Dataset content:
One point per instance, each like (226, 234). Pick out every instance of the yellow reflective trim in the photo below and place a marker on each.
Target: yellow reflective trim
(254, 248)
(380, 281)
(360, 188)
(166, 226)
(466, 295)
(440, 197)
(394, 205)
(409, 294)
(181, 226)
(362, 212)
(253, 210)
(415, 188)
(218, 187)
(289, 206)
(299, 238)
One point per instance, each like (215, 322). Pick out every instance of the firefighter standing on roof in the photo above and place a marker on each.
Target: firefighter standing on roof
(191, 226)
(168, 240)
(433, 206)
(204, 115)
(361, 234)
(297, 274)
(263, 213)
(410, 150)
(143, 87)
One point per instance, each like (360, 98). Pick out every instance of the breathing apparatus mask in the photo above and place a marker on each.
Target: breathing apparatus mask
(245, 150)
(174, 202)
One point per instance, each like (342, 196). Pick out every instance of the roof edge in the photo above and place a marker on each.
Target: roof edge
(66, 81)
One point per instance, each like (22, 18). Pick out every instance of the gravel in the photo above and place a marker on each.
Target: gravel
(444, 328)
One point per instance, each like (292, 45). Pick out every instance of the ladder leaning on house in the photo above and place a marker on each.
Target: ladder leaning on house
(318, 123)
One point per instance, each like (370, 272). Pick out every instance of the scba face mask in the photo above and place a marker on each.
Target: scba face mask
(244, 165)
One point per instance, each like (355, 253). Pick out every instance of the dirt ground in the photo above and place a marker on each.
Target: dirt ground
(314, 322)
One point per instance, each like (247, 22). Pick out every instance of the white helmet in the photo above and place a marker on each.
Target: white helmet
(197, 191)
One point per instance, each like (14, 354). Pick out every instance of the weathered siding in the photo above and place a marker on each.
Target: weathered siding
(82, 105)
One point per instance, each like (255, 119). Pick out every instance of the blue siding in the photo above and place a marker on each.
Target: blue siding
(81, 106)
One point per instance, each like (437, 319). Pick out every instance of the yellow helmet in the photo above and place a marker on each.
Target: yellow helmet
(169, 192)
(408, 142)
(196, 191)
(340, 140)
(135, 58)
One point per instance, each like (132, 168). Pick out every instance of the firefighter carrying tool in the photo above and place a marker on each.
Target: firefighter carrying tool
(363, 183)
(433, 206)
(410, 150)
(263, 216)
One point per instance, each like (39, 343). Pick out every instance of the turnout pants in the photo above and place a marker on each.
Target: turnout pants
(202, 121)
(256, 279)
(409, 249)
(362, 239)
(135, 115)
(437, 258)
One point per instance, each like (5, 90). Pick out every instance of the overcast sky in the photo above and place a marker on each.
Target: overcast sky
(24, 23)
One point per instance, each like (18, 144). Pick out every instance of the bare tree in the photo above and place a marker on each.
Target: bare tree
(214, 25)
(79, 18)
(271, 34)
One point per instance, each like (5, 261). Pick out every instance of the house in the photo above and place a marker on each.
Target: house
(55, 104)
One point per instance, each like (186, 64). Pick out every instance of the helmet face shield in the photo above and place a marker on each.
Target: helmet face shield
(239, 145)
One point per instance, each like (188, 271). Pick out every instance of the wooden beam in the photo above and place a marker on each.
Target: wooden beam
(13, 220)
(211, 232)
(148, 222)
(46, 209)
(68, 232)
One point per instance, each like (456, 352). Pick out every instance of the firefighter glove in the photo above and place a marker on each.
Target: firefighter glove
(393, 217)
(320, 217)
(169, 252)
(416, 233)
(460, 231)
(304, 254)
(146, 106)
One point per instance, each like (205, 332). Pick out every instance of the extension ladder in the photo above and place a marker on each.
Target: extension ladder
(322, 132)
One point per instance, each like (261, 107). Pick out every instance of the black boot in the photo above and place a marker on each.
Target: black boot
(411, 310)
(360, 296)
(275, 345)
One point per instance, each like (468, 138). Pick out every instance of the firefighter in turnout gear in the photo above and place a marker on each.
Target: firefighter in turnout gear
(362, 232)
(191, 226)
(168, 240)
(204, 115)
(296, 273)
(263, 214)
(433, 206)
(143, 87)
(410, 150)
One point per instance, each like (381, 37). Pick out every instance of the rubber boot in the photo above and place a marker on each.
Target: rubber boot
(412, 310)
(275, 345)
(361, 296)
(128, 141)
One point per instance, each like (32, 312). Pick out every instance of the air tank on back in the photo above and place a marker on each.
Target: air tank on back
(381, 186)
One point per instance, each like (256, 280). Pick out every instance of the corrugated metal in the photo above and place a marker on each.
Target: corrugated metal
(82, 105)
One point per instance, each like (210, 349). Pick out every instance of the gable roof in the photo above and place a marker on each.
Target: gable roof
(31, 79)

Your instructions:
Generate a verbatim printout of all the entries.

Result of this task:
One point per instance, each like (226, 234). Pick out every instance of the yellow reflective trim in the photo below and place a marker on each.
Target: yellow reflective trim
(254, 248)
(380, 281)
(360, 188)
(166, 226)
(466, 295)
(440, 197)
(394, 205)
(409, 294)
(181, 226)
(362, 212)
(253, 210)
(415, 188)
(218, 187)
(289, 206)
(299, 238)
One point per instance, each like (215, 322). Pick out every instance of the firefighter standing on roof in the photo above and place a marker on each.
Target: firefighter standing on roof
(191, 226)
(168, 240)
(433, 206)
(204, 115)
(361, 234)
(297, 274)
(263, 213)
(410, 150)
(143, 87)
One point per instance, each like (360, 98). Pick out every instance of the breathing apparatus mask in the photo above and place a marker on each.
Target: breathing apparatus mask
(245, 150)
(174, 202)
One point per instance, each like (342, 196). Pick out every instance of the roof edge in the photo above and place a marker on each.
Target: roof edge
(66, 81)
One point per instance, each like (22, 18). Pick out every instance of the gravel in the photo above and place a marker on each.
Target: gravel
(444, 328)
One point per instance, each like (292, 45). Pick out every instance of the ladder leaning on house in the photo above and place a marker on each.
Target: ladder leaning on house
(318, 123)
One point per instance, each like (370, 272). Pick out every instance of the scba face mask in the photo above and place a marker on each.
Target: scba face mask
(244, 165)
One point per instance, each like (355, 253). Pick out every instance of the dirt ground in the photo above and place a marker on each.
Target: dirt ground
(314, 322)
One point per instance, each like (247, 22). Pick out every instance of the white helmet in the photo above and place a marker on each.
Target: white helmet
(197, 191)
One point per instance, each like (14, 354). Pick out every instance of the weathered siding in the photo above and place a marker on each.
Target: weathered siding
(82, 105)
One point per instance, each like (255, 119). Pick out every instance of the blue siding in the photo above and place a marker on each.
Target: blue siding
(81, 106)
One point per instance, each like (437, 319). Pick out every instance of the yellow helmet in the photo above and place a marker on each.
Target: yellow helmet
(169, 192)
(408, 142)
(196, 191)
(340, 140)
(135, 58)
One point per instance, each like (132, 168). Pick out every instance of the firefighter carrying tool in the photo above and place a marker on each.
Target: firefighter carrying tool
(363, 183)
(433, 206)
(410, 150)
(263, 216)
One point per instance, each like (39, 343). Pick out every instance of the turnout pants in the photo above and place a marker on each.
Target: turnout pants
(202, 121)
(256, 279)
(409, 249)
(362, 239)
(135, 115)
(437, 258)
One point per instance, each like (5, 90). Pick out every instance of the overcast sky in the photo above and place a marker on each.
Target: overcast sky
(24, 23)
One point per instance, each like (18, 144). Pick out every instance of the bare tree in the photo above and place a marker on each.
Target: bare tree
(214, 25)
(79, 18)
(271, 34)
One point per instance, each like (5, 261). Pick out every instance of the house in the photo above and place a marker on each.
Target: house
(55, 104)
One point per instance, each like (186, 64). Pick out every instance of the helmet face shield in the photo above and place a marker on each.
Target: helmet face shield
(239, 145)
One point per instance, each like (188, 271). Pick out every instance of the wooden beam in the photo above and place a marker on each.
Target: wooden beam
(13, 220)
(211, 232)
(148, 222)
(46, 209)
(68, 232)
One point per instance, each like (456, 352). Pick out every instance of the firefighter glove in the photo above and place a marker on each.
Target: firefighter glove
(393, 217)
(320, 217)
(169, 252)
(416, 233)
(460, 231)
(304, 254)
(146, 106)
One point per instance, each like (205, 332). Pick out every instance of the extension ladder in the photo above and place a marker on each.
Target: extension ladder
(322, 132)
One point per instance, each like (261, 107). Pick out every instance of the black boot in the photo above and place a marker on each.
Target: black boot
(411, 310)
(360, 296)
(275, 345)
One point per instance, each like (468, 138). Pick out every instance of the firefighter in turnout gear in the photo above and place a marker on each.
Target: firefighter in turnout gear
(362, 232)
(191, 226)
(168, 240)
(204, 115)
(296, 273)
(263, 214)
(433, 206)
(143, 87)
(410, 150)
One point per instance, each like (381, 37). Pick out every instance of the rubber boot in the photo above and place a marker on each.
Target: rubber boot
(412, 310)
(275, 345)
(361, 296)
(128, 141)
One point per instance, each like (32, 312). Pick out every instance of the air tank on back in the photo above and place a marker on each.
Target: air tank on back
(381, 186)
One point per instance, each like (256, 280). Pick out every instance of the corrugated metal in the photo above and place a marker on each.
Target: corrugated metal
(82, 105)
One point per instance, each like (210, 349). Pick out every instance of the gable roof in the photo above and place a marker on each.
Target: gable roof
(31, 79)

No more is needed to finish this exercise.